Exercise task a:
Answer these questions using the piece on the Massachusetts special Senate election:
(i) On what date is the special election held?
(ii) Which party's candidate is Joseph Kennedy?
(iii) Who is the Massachusetts Secretary of State?

[Start of Document]

By Phil Lawler (bio - articles - email) | Jan 12, 2010

When—if ever—is it morally justifiable to vote for a political candidate who supports legal abortion? I will face that question squarely next Tuesday, January 19. That’s the date for a special election here in Massachusetts, to select a US Senator who will fill the seat left vacant by the death of Ted Kennedy.

  • Martha Coakley, the Democratic candidate and heavy favorite in the race, is a liberal ideologue who has made her support for unrestricted legal abortion a centerpiece of her campaign.
  • Joseph Kennedy (no relation to the deceased lawmaker), the Libertarian candidate who will finish a distant third in the race, favors unrestricted legal abortion.
  • Scott Brown, the Republican contender who has made this a surprisingly close contest, favors legal abortion. He has no quarrel with the Roe v Wade decision. He supports “a woman’s right to choose.” But unlike the other contenders, Brown believes that government should regulate abortion.

I favor government regulation of automobile traffic; that doesn’t mean that I want a ban on cars. Nor does Scott Brown’s willingness to consider regulations on abortion industry mean that he supports an end to the slaughter of unborn children. He doesn’t.

Why, then, has the largest pro-life group in the state, Mass. Citizens for Life, spread the word that Brown could be a “pro-life vote in the Senate?”

It’s true that Brown would vote for a ban on partial-birth abortion. But right now that’s irrelevant. The partial-birth abortion ban has already been approved in Congress and signed into law. That legislation is now bottled up in the courts, not the Senate.

It’s true that Brown would vote for a pro-life nominee to the Supreme Court. But right now that’s irrelevant, too. If he is elected, his term (the unexpired term to which Kennedy was elected in 2006) will end in 2012. During that time, President Barack Obama will be making the selections to the Supreme Court, and he will never nominate a pro-life jurist.

It’s true that Brown could cast the critical 41st Republican vote in the Senate, preventing Democrats from steamrolling the opposition and enacting a health-care reform bill that includes abortion subsidies. Now that really is relevant. In that sense, if no other, Scott Brown just might case a “pro-life vote in the Senate.”

Keenly aware of that fact, Democratic officials in Massachusetts have already revealed that if Brown is fortunate enough to beat the odds on election day, they might delay certification of his election, to give their friends in Washington a few more weeks to ram through the health-care reform before Brown takes office. Secretary of State William Galvin (who is—surprise!—a Democrat), warns that it can take a month to complete the arduous process of certifying a federal election. Just over two years ago, Galvin managed to complete the certification process in less than 48 hours following a special-election victory by my own representative, Congressman Niki Tsongas (who is—surprise!—a Democrat). Political life is much easier for Democrats in Massachusetts—which is why a Brown victory in next week’s election would be such an enormous upset.

[End of Document]
[Start of Rows]

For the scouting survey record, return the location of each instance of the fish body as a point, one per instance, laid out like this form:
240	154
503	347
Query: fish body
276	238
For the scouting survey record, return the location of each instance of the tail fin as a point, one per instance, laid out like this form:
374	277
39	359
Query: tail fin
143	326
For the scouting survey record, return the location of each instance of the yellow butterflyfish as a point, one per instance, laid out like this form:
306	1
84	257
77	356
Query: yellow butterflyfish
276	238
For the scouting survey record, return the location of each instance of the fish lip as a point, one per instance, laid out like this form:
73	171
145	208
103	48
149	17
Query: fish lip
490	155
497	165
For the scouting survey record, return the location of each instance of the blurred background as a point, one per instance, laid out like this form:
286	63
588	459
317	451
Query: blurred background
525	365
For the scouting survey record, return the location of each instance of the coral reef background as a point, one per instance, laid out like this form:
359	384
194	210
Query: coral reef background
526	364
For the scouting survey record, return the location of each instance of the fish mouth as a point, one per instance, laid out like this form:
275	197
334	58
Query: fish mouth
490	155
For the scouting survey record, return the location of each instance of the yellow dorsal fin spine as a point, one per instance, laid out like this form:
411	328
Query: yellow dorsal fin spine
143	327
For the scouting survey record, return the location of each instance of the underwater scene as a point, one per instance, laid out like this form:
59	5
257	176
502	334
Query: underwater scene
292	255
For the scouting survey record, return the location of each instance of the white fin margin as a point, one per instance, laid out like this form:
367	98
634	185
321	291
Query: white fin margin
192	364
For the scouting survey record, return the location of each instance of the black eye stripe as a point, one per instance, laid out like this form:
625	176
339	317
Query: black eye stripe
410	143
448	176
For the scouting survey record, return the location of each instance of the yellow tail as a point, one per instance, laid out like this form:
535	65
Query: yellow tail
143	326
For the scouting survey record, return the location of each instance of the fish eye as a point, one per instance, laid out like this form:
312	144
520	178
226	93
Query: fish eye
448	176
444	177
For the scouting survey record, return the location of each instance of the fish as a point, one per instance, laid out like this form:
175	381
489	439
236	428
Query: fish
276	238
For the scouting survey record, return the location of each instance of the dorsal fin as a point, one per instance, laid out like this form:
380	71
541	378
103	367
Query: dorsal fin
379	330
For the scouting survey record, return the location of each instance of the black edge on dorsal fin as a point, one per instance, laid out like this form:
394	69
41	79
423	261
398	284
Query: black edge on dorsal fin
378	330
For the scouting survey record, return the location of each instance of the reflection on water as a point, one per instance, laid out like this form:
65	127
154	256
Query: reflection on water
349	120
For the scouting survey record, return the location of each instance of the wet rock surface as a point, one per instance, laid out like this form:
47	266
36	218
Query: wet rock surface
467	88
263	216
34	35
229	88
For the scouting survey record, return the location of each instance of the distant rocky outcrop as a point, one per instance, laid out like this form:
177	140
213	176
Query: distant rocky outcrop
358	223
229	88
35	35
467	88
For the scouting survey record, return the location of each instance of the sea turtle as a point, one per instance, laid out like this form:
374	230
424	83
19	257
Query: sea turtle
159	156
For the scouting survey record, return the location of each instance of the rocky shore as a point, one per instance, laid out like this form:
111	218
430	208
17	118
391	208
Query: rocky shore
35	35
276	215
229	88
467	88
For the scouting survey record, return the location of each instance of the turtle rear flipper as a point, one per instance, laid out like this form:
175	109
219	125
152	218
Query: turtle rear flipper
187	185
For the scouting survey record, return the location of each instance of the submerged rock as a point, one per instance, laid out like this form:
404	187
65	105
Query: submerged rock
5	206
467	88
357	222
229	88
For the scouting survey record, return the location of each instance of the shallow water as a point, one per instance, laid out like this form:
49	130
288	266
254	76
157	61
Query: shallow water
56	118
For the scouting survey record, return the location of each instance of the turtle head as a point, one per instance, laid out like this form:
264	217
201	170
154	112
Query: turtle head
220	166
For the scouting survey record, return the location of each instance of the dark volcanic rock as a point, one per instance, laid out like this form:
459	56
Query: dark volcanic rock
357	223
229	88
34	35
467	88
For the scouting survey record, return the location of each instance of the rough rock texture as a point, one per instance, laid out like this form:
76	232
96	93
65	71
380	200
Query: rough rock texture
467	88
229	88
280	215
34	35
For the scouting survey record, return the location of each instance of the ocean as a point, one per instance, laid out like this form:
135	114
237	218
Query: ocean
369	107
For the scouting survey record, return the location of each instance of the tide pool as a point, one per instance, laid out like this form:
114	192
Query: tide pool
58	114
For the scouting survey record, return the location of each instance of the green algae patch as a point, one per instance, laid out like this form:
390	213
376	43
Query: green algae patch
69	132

[End of Rows]

Exercise task b:
Pick out each line of the listing that contains the word "shallow", treating uppercase and lowercase as different.

Expected output a:
(i) Tuesday, January 19.
(ii) The Libertarian Party.
(iii) William Galvin.

Expected output b:
For the scouting survey record, return the location of each instance of the shallow water as a point, one per instance, laid out like this form:
Query: shallow water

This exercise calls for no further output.